What the task requires: Return all of the data exactly as given.

Records:
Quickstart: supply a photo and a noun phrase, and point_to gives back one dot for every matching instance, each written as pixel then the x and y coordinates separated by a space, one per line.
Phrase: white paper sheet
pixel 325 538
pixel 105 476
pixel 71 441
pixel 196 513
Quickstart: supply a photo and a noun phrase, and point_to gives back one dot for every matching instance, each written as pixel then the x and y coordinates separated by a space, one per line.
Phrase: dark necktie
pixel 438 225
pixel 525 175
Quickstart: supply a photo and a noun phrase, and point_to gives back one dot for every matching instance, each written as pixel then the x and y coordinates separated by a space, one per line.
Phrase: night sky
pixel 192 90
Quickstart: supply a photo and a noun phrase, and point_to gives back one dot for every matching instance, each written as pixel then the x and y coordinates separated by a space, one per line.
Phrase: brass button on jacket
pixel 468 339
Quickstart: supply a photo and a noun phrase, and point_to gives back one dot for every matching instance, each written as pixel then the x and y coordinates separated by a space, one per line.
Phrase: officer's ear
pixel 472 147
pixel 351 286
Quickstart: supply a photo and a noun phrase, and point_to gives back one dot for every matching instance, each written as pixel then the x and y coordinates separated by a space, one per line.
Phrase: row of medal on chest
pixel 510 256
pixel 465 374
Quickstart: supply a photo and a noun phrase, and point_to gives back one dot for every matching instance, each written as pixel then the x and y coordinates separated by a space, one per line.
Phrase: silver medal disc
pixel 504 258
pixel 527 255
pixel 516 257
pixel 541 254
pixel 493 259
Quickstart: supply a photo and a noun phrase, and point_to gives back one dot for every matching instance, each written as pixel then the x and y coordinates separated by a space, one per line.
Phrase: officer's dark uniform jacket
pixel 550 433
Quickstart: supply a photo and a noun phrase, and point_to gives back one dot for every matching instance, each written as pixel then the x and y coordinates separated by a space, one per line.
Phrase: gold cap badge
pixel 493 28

Task solution:
Quickstart: supply a photo and a noun phrase, and point_to gives back one dot for every matching instance, each written as pixel then the x and y coordinates separated by a space, one per line.
Phrase: white paper sheet
pixel 325 538
pixel 105 476
pixel 71 441
pixel 196 513
Quickstart: supply a photo and a noun phrase, and point_to gives back one dot for every matching instance, each written as pixel then the x and y coordinates separated by a space, one per line.
Phrase: dark necktie
pixel 438 225
pixel 525 175
Quickstart: supply a photo and a noun phrase, and point_to gives back one dot for every matching instance, each written as pixel then the x and y coordinates separated by a space, one per line.
Phrase: night sky
pixel 192 90
Quickstart: supply a photo and a noun phrase, and point_to gives back one dot for every matching instance, each written as pixel then the x and y coordinates separated by a space, one per line.
Phrase: brass button on jacket
pixel 468 339
Quickstart: supply a photo and a noun phrase, and point_to gives back one dot for every matching instance, each written as pixel then the x and y coordinates separated by a space, one per line.
Phrase: officer's ear
pixel 472 147
pixel 351 286
Quickstart: supply a photo and a noun phrase, and point_to gives back one dot for every matching instance, each written as pixel then the x and y coordinates separated by a space, one per line.
Phrase: row of medal on chest
pixel 510 256
pixel 465 374
Quickstart: supply a photo and a noun phrase, and point_to gives back one dot for every matching instance, each written as pixel then the x and y coordinates separated by a space, one per line.
Phrase: silver medal disc
pixel 504 258
pixel 527 255
pixel 516 257
pixel 541 254
pixel 493 259
Quickstart: supply a photo and a noun phrase, and point_to gives back one dot for every matching instance, each written as pixel then the x and y coordinates separated by a space, one per line.
Phrase: officer's dark uniform jacket
pixel 550 433
Quickstart: supply a photo and a noun phrase, and point_to gives back one dot for every matching instance, each written as pixel then the x and y coordinates separated by a space, one per line.
Phrase: gold cap badge
pixel 493 28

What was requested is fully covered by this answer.